Re: AMBER: PMEMD and sander from AMBER6 performances from Robert Duke on 2003-08-07 (Amber Archive Aug 2003)

From: Robert Duke <rduke.email.unc.edu>
Date: Thu, 7 Aug 2003 15:01:39 -0400

Teletchea -

I think you are actually closer than you realize; in fact you are getting
better performance relative to sander 6 than I am, and that is going to be
the most reproducible number. I did screw up one thing in my last mail to
you, for which I apologize. I stated that pmemd has a skinnb default of
1.5, but the value is actually 1.0. I don't know where I got this number in
my head from, but it pops out every now and then. The sander 6 and pmemd
code use, and the sander 6 doc declares a 1.0 angstrom value for skinnb.
This will not make a big difference in your results (in fact if you took
skinnb out of the mdin you should have gotten the 1.0 default; otherwise
pmemd is running at about a 2% penalty, given that list building takes about
10% of the time, and there is 9.5**3 / 9.0**3 == 1.176 times as much
overhead in list building).

I will comment just on the xeon numbers, since they are the ones to which I
can most easily compare my benchmarks. My athlon runs were with machines
clustered via Myrinet which should scale slightly differently. First of all
I would note that your 2.8 GHz xeons seem to run about as fast as my 2.4 GHz
xeons. The 2 processor psec/day for sander 6 is 131.1 on your machines and
130 on mine. At two processors, communication on my systems is via shared
memory between dual processors; I presume the same is true for your
machines, so the interconnect has not come into play. The 4 processor
psec/day for sander 6 is 198.2 on your machines and 208 on mine. You are
scaling about 5% worse on sander 6, which is close. I don't have 6
processor data for sander 6, so we can't compare. For pmemd at two
processors, you get 261 psec/day and I get 234, so you outperform me around
11%. At four processors, you get 421.5 and I get 408, so the gap has
narrowed to around 3%. At six processors, you get 572.2 and I get 584, so I
am around 2% faster now.

My guesses on all this:
1) Your systems are not 2.8/2.4 times faster than mine; there are other
issues inside the box that make the ratio closer to 1:1.
2) Your interconnect is maybe 10-20% less efficient. This may be due to a
variety of things you can't easily fix. I asked our systems folks what they
did to improve system performance on our machines, and they basically did
not have a clue. I found one suggestion, which I have not been able to try
on 1 GB ethernet, but which may help. According to the MP_Lite doc (which
does not work out of the box for pmemd or sander, so I have not actually
used it), you can get better performance on linux systems by increasing the
tcp buffers sizes on all nodes (write increased integer values, as root, to
/proc/sys/net/core/rmem_max and /proc/sys/net/core/wmem_max - up to 4194304,
though I would go up in increments). No guarantees, but I did not destroy
my test node by doing it (but it did not help a pc which apparently has a
really slow nic connected to 100 mbit/sec ethernet - I never see anything
near 100 mbit/sec out of this machine, so while it screams on mflops, it is
a dog on i/o).

SUPPLIED INFORMATION
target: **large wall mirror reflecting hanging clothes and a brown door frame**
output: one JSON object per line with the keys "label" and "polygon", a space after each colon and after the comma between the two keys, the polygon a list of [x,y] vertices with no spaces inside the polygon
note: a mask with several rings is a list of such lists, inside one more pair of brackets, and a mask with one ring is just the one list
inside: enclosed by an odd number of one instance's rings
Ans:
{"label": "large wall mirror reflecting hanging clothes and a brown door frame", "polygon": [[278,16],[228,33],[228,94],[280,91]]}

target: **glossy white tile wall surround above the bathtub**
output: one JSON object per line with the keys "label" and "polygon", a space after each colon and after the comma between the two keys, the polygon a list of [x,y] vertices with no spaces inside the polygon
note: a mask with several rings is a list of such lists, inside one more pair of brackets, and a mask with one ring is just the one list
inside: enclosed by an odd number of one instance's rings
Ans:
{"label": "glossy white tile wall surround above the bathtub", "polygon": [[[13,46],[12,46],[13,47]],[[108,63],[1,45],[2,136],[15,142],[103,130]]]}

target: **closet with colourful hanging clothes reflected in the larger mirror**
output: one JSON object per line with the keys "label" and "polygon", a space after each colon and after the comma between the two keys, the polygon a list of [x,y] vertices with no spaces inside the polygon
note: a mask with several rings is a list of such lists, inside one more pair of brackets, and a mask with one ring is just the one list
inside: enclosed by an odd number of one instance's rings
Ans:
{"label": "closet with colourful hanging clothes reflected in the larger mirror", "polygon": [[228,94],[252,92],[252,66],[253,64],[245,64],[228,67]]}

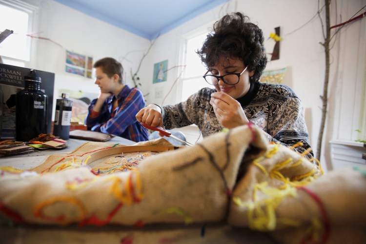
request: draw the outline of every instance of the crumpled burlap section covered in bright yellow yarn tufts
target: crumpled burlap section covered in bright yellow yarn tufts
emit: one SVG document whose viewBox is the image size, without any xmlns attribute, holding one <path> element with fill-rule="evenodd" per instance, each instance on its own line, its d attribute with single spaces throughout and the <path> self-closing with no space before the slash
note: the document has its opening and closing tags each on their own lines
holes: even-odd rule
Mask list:
<svg viewBox="0 0 366 244">
<path fill-rule="evenodd" d="M 268 145 L 262 157 L 244 165 L 247 168 L 234 189 L 228 222 L 262 231 L 279 227 L 274 210 L 284 198 L 295 196 L 296 185 L 320 175 L 313 163 L 280 144 Z"/>
</svg>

WHAT YOU NEED TO DO
Write the next part of the mailing-list reply comparing PMEMD and sander 6 performance, starting after its last sentence.

ANSWER SPACE
3) If you really did specify a skinnb of 1.5 (sorry again!), take it out and
just get the default by specifying nothing. You may then see slightly
better scaling. Increasing the skinnb value not only increases the size of
the nonbonded pairs list, it also increases the overlap in shared
coordinates and forces. One of the big pmemd scalability advantages is that
it does not share all forces, coords, and velocities between nodes.
Instead, different atoms are "owned" or "used". For "owned" atoms, forces
are communicated back to the owner. For "used" atoms, coordinates are
distributed to the users at every step (and all coordinates are exchanged
when the nonbonded pairlist needs building). Finally, velocities are only
reported back to the master for output. The effect of increasing the skinnb
value is to increase the number of atoms "used" by the various tasks, and
this increases communications overhead and decreases scalability (however
making the skin too small increases list build frequency, which requires all
coords to be communicated, so it is a balancing act).

Hope this helps; I think you are really pretty close.

On other PMEMD issues, we are currently porting it to the machines at PSC.
We have it running on lemieux, the alphaserver es45/quadrics terascale
computing facility (3000 nodes, very nice!), and on lemieux we are observing
a 4 fold speedup relative to sander 7 for the 90906 atom constant pressure
problem. Pretty nice. We have it running on the cray t3e there also,
though the speedup is not as impressive (8 byte integers, less memory).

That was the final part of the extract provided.